TASK TO COMPLETE = Every line containing the word "blurred" must be pulled from the records.

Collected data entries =
_ _ _ _
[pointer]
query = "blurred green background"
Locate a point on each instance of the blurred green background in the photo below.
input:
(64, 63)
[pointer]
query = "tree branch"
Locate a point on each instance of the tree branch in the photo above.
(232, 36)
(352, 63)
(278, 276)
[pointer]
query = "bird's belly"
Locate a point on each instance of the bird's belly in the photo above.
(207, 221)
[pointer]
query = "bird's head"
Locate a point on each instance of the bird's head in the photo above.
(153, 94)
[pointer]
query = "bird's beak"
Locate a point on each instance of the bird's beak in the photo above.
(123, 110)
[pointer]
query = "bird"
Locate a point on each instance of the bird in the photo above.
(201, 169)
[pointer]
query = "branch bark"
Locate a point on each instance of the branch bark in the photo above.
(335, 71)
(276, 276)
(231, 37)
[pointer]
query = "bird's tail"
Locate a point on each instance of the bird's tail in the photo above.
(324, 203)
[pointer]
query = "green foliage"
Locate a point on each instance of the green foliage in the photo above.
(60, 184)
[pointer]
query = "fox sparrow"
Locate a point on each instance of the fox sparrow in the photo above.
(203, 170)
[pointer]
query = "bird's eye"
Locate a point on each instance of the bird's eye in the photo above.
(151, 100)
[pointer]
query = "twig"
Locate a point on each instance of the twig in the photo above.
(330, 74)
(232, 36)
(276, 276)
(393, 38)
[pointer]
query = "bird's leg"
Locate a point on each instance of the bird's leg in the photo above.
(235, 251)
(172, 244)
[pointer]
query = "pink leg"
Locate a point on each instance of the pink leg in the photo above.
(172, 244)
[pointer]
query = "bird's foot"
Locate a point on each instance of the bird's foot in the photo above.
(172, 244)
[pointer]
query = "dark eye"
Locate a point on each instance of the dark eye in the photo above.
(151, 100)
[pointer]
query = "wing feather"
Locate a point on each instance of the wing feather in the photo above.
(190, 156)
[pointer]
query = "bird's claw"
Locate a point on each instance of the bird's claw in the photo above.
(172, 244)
_ _ _ _
REPLY TO THE EXERCISE =
query = "blurred green background"
Locate a point on each instance of the blurred green background in the photo below.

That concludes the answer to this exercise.